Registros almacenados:
_ _ _ _

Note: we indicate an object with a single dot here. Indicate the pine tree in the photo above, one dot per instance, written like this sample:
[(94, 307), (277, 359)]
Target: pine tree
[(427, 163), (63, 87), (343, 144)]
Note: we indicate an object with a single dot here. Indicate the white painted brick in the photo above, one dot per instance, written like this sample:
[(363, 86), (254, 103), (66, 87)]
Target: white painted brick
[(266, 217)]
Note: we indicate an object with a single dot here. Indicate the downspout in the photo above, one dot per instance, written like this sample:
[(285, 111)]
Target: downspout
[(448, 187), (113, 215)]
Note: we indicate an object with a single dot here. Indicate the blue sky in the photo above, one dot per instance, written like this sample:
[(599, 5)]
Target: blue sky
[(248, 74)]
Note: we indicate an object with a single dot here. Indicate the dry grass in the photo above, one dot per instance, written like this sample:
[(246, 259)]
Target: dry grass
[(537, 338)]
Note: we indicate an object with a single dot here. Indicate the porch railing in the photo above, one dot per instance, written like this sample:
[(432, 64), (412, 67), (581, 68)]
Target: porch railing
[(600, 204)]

_ _ _ _

> _REQUISITOS_
Reescribe todo el material cambiando "Target" por "Object" en cada aparición. El resto debe quedar igual.

> _SOLUCIÓN_
Note: we indicate an object with a single dot here. Indicate the pine tree in the photo above, one dot per instance, written like this sample:
[(94, 307), (277, 359)]
Object: pine tree
[(427, 163), (63, 87), (343, 144)]
Note: we indicate an object with a single dot here. Indicate the white painted brick in the photo above, one dot per instance, written like this sample:
[(363, 86), (254, 103), (66, 87)]
Object: white painted brick
[(266, 217)]
Note: we indicate an object with a single dot here. Indicate the downspout in the photo above, one dot per instance, written like this sample:
[(285, 111)]
Object: downspout
[(448, 187), (113, 215)]
Note: we indicate an object with a single dot here. Indicate the blue sky in the photo above, one dot per instance, written like this sample:
[(599, 5)]
Object: blue sky
[(248, 74)]
Note: we indicate an object with a single dot here. Indicate the dry grass in the photo above, one dot per instance, written like this sample:
[(246, 259)]
Object: dry grass
[(537, 338)]
Note: we indicate an object with a single dot here. Indicate the porch railing in the photo above, one dot per instance, written like this sample:
[(432, 64), (412, 67), (581, 68)]
Object: porch railing
[(600, 204)]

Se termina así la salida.